Data extracted from a collection:

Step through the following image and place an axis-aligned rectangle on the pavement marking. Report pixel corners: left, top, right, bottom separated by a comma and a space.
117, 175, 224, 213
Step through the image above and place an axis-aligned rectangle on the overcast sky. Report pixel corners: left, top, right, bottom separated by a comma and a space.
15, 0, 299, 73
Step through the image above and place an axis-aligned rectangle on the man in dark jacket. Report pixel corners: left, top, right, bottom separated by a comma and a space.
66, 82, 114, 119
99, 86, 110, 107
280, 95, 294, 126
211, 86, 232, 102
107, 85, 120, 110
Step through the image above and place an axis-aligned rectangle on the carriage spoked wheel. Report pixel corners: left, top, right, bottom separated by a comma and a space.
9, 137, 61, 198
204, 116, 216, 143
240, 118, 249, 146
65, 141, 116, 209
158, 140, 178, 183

#### Problem
Make a faithful copy of every record above.

#### Solution for this problem
Step through the following image and place an axis-aligned rectangle on the pavement marking. Report pixel corners: left, top, right, bottom separated by a comma and a space.
117, 175, 224, 213
Step through the image above and place an axis-aligned rectangle on the overcast sky. Report pixel corners: left, top, right, bottom separated by a comma and a space.
15, 0, 299, 73
Step through the image above and place an axis-aligned rectangle on the man in dark jacket. Report pixel corners: left, top, right, bottom separated by a comma and a space.
66, 82, 114, 119
99, 86, 110, 107
280, 95, 294, 126
211, 86, 232, 102
107, 85, 120, 110
Step through the image above and place an axis-aligned rectangle on the carriage spoked wheel. Report pixel corners: left, top, right, bottom separated by a comma and a space.
9, 137, 61, 198
204, 116, 216, 143
240, 118, 249, 146
65, 141, 116, 209
158, 140, 178, 183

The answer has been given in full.